**Document excerpt**:
-- START --
ARE we sleepwalking into an oilfield? The oil industry hopes we are. So do the Conservatives.

If they get their way, there will be wells across the Weald, with West Sussex the prime target.

Broadford Bridge is the latest Sussex oil site to hit the news. In pretty countryside, between Billingshurst and the gorgeous village of West Chiltington, a controversial oil pad was the site for a media love-in last week. UK Oil and Gas (UKOG) was keen to counter protests and woo investors – it brought in the drill last month, to the consternation of locals and before all permits were in place, and is looking now for new investors.

What UKOG is planning bears little resemblance to the environmental permits and planning permission granted to the site in 2013. Back then, the intention was to drill very deep, for gas. Now UKOG is drilling for shallow oil, 900 to 1,200 metres down, where it plans to acidise shallow limestone-rich strata within the shale.
-- END --
**Things to do**:
A) Using the Sussex oil article, substitute "backers" for "investors" and reproduce everything from "ARE we sleepwalking" down to "for new investors.".
B) According to the Sussex oil article, why did UKOG hold a media event at the Broadford Bridge site? Answer in one to three sentences.
The listing plays no role here.

**Given data**:
-- START --
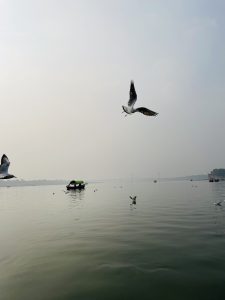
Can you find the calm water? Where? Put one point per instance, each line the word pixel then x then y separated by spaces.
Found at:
pixel 95 245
-- END --
**Results**:
A)
ARE we sleepwalking into an oilfield? The oil industry hopes we are. So do the Conservatives.

If they get their way, there will be wells across the Weald, with West Sussex the prime target.

Broadford Bridge is the latest Sussex oil site to hit the news. In pretty countryside, between Billingshurst and the gorgeous village of West Chiltington, a controversial oil pad was the site for a media love-in last week. UK Oil and Gas (UKOG) was keen to counter protests and woo backers – it brought in the drill last month, to the consternation of locals and before all permits were in place, and is looking now for new backers.

B) UKOG wanted to counter protests against the site and woo investors. It is now looking for new investors.